_YOUR TASK_
Which lines below contain the string "positive"? Report each of them in full.

Collected data entries
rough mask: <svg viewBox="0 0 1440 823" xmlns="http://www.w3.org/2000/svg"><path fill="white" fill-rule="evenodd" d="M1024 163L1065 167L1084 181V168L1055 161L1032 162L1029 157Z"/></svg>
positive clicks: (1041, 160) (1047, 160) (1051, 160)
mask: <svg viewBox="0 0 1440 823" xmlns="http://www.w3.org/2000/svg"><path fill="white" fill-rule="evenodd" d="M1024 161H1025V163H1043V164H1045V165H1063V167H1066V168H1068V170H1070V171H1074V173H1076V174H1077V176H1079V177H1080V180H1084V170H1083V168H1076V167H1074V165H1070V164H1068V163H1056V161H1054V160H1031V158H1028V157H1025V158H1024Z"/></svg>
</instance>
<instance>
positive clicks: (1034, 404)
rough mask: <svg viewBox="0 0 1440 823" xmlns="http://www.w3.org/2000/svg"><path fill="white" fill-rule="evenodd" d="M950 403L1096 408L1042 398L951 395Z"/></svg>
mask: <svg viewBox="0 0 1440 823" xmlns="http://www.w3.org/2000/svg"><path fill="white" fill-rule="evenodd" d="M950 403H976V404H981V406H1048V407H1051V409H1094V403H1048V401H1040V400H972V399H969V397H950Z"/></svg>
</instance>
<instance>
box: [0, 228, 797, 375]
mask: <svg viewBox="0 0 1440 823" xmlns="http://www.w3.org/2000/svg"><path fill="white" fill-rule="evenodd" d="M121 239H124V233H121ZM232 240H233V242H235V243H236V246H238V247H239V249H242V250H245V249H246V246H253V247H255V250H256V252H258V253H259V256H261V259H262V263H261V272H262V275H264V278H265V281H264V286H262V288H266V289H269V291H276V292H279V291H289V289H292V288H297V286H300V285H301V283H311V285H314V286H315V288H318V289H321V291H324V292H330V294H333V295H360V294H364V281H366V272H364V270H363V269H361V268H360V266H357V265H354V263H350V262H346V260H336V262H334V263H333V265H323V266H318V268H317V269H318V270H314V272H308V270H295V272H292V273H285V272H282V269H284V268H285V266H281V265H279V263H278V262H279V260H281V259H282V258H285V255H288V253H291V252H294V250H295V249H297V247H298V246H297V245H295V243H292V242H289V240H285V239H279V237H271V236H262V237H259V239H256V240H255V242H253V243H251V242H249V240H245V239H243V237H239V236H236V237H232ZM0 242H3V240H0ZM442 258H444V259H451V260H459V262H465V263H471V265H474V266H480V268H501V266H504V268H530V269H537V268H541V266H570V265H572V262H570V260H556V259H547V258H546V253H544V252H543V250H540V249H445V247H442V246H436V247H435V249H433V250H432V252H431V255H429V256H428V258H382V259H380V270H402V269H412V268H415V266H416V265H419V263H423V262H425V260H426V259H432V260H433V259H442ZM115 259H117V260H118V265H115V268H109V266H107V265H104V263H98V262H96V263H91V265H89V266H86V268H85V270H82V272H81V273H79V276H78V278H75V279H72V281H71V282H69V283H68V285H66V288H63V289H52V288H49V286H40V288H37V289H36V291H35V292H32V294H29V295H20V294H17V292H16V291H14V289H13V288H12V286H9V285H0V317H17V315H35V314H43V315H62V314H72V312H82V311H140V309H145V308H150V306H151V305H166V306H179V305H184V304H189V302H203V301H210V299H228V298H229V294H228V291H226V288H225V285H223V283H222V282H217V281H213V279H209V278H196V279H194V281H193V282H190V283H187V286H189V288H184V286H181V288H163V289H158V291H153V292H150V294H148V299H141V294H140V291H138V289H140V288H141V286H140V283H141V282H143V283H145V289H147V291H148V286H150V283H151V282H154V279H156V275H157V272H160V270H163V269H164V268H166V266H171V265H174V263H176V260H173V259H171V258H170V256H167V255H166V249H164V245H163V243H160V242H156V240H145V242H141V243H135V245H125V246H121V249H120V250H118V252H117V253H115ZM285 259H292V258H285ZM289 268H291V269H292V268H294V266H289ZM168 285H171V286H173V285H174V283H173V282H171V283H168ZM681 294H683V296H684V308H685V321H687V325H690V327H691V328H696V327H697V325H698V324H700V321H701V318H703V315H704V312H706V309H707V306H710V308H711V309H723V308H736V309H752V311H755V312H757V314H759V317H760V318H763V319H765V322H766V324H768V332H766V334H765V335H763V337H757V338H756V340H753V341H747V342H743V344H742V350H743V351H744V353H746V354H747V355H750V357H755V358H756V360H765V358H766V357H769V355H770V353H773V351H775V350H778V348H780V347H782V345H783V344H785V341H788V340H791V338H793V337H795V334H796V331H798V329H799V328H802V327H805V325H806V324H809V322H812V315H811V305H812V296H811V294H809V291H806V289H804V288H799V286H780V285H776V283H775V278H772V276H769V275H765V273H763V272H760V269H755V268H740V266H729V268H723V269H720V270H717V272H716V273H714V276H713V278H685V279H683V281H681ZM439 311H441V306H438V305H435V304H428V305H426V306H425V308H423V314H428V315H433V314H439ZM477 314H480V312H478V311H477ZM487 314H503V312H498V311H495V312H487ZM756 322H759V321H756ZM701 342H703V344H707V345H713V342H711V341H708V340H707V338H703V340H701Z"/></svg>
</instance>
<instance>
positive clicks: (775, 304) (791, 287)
* * *
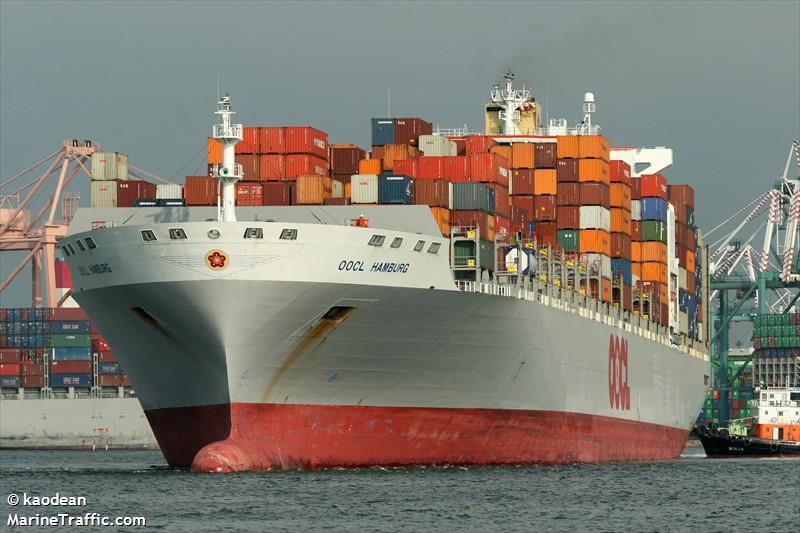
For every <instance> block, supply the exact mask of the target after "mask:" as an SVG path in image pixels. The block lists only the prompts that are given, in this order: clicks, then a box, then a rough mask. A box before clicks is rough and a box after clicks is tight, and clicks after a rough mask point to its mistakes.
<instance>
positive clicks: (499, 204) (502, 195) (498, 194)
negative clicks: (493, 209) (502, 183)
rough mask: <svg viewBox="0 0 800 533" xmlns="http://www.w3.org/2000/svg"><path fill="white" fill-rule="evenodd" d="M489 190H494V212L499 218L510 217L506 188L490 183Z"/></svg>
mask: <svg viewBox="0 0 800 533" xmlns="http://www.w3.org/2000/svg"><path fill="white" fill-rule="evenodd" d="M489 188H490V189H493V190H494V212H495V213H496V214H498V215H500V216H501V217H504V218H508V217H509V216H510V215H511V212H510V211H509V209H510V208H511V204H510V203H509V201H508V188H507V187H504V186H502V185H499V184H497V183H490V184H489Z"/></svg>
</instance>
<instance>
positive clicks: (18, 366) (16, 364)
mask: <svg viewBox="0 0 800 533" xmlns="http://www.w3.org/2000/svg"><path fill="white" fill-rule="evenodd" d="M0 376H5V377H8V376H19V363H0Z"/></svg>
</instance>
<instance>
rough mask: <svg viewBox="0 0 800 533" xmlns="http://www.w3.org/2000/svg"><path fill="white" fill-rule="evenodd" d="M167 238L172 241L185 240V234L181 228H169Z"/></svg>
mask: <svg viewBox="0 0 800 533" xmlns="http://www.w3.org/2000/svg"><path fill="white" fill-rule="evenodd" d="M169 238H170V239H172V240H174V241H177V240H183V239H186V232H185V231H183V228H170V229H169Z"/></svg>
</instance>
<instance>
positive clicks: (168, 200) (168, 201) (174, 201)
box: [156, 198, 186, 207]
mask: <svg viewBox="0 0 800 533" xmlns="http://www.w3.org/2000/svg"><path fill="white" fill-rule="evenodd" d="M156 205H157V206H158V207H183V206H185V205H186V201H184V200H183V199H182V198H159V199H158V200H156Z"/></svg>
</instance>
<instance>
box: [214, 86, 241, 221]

_WRITTEN REPLY_
positive clicks: (1041, 160) (1047, 160) (1051, 160)
positive clicks: (1034, 404)
positive clicks: (775, 304) (791, 287)
positive clicks: (499, 204) (502, 195) (498, 194)
positive clicks: (18, 366) (16, 364)
positive clicks: (168, 200) (168, 201) (174, 201)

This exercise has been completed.